** Excerpted passage **
»»
SEC Halves Tender Offer Period for Negotiated All-Cash Deals from 20 to 10 Business Days—A Potential Game-Changer for M&A Execution
On April 16, 2026, the SEC’s Division of Corporation Finance (the “Division”), in a move intended to “address market inefficiencies, better reflect technological advancements, and reduce exposure to market fluctuations,” issued an exemptive order (the “Exemptive Order”) that permits certain tender offers for equity securities to remain open for a minimum of only 10 business days, rather than the 20 business days previously required by Rules 13e-4 and 14e-1 under the Securities Exchange Act of 1934 (the “Exchange Act”). For negotiated, all-cash tender offers by acquirers of U.S. public companies, this cuts the minimum offering period in half—and could potentially compress sign-to-close timelines for well-organized friendly deals to as little as two and a half to three weeks. Similarly, for private companies conducting self-tenders to provide employees with liquidity, the relief halves the required offering period.
««
** Entries **
»»
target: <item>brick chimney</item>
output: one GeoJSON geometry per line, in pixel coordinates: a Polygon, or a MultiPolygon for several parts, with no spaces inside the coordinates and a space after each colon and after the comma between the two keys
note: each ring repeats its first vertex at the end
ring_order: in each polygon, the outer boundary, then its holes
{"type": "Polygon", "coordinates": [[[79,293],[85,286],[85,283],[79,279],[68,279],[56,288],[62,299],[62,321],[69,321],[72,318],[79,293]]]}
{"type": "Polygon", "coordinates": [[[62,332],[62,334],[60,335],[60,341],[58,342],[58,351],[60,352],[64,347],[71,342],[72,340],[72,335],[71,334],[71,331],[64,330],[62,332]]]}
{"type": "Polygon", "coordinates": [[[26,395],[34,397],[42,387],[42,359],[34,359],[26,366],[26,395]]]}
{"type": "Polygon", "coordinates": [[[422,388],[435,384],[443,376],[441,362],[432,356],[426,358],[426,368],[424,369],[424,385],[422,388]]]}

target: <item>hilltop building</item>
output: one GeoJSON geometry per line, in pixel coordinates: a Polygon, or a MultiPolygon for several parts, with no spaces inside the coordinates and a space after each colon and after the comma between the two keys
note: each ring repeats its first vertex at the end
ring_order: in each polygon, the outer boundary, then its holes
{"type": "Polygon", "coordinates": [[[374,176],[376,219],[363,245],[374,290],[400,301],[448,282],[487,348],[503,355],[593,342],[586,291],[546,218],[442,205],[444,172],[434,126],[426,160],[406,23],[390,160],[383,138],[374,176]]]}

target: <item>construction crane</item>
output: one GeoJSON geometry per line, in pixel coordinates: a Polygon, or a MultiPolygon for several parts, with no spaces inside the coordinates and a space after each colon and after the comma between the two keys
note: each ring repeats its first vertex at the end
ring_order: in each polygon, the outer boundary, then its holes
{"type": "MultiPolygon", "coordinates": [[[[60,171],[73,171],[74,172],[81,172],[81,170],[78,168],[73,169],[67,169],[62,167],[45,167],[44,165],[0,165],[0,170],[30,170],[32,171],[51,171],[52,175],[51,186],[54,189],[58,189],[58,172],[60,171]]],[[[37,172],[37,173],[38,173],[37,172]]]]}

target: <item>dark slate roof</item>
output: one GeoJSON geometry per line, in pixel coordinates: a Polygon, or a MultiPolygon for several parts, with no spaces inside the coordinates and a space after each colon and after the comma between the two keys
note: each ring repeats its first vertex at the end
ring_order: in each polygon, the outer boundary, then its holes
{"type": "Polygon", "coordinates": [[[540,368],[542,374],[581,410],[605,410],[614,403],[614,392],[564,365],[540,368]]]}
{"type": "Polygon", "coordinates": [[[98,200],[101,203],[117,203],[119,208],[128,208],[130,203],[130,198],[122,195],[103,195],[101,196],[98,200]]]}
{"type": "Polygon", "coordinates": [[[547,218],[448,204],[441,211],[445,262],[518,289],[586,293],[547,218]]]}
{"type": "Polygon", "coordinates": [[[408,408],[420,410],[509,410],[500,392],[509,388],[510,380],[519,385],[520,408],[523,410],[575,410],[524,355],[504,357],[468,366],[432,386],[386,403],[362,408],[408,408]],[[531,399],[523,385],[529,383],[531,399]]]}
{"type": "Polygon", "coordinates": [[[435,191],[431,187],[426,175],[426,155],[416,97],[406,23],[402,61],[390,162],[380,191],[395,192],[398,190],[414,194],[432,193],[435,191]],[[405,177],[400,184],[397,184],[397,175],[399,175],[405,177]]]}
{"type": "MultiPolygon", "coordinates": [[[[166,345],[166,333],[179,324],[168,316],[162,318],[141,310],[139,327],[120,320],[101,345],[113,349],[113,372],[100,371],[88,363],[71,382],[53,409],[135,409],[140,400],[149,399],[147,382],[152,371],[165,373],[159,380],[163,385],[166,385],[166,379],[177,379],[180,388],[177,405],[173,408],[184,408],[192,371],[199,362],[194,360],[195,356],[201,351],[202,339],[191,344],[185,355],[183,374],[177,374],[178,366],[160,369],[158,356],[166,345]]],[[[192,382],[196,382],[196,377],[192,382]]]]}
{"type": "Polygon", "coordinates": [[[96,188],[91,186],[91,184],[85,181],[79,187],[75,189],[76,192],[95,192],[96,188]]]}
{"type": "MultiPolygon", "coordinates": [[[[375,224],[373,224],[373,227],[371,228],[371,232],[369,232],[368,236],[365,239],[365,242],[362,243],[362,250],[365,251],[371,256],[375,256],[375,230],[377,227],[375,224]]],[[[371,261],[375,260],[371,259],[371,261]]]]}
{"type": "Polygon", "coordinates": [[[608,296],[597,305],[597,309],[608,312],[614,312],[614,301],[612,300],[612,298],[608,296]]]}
««
** Problem 1 **
According to the article on the SEC's tender offer order, how short could sign-to-close timelines become for well-organized friendly deals?
** Problem 2 **
Translate this sentence from the article on the SEC's tender offer order into Spanish: "Similarly, for private companies conducting self-tenders to provide employees with liquidity, the relief halves the required offering period."
** Problem 3 **
Write the next paragraph of the article on the SEC's shortened tender offer period, continuing after its last sentence.

** Final result 1 **
As little as two and a half to three weeks.

** Final result 2 **
De igual modo, en el caso de las empresas privadas que llevan a cabo ofertas de recompra de sus propias acciones para dar liquidez a sus empleados, la exención reduce a la mitad el período de oferta exigido.

** Final result 3 **
The Core Relief: Negotiated All-Cash Takeover Offers for Public Companies
What Changed
The most significant component of the Exemptive Order is the relief for third-party equity tender offers subject to Regulation 14D (i.e., offers for the securities of a U.S. reporting company). These offers may now remain open for only 10 business days, provided that several key conditions are satisfied:
- Negotiated offers only: Third-party offers must be made pursuant to a negotiated merger agreement (or similar agreement) between the bidder and the public target. Hostile or unsolicited bids do not qualify.
- All or nothing: The third-party offer must be for all outstanding securities of the subject class.
- Cash only: The tender offer consideration must be for cash only and at a fixed price—no stock, no mixed consideration and no floating or formula-based pricing.
- Board recommendation: The target company must file and disseminate a Schedule 14D-9 (the board recommendation statement) no later than 5:30 p.m. ET on the first business day following commencement of the offer.
- Press release: A press release containing the basic terms of the offer and an active hyperlink to the tender offer materials must be issued by 10:00 a.m. ET on the date the offer commences.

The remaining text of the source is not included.